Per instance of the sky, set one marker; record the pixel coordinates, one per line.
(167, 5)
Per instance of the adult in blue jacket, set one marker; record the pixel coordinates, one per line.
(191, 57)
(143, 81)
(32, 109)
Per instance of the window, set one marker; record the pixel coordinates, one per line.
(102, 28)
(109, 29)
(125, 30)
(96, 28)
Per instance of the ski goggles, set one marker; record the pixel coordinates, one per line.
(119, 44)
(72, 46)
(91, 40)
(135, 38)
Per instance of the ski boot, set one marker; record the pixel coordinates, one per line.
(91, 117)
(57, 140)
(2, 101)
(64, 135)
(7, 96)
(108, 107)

=-=-=-=-=

_YOUR GOAL:_
Copy out every line of the listing above word for word, without changing anything.

_TASK RESULT:_
Per instance of the sky, set one marker; record the pixel coordinates, one per line.
(167, 5)
Per instance of the adult in blue jacket, set one marker; record the pixel coordinates, one per line.
(191, 57)
(143, 81)
(32, 109)
Per instance of the window, set one marker; record the pixel coordinates, one per line.
(102, 28)
(109, 29)
(125, 30)
(96, 28)
Per instance of the ski goggles, set one marker; record the pixel coordinates, one per line.
(119, 44)
(72, 46)
(91, 40)
(135, 38)
Per instance of the ski boot, set one marker; record the pixel coordinates, one per line.
(91, 117)
(57, 140)
(2, 101)
(64, 135)
(7, 96)
(108, 107)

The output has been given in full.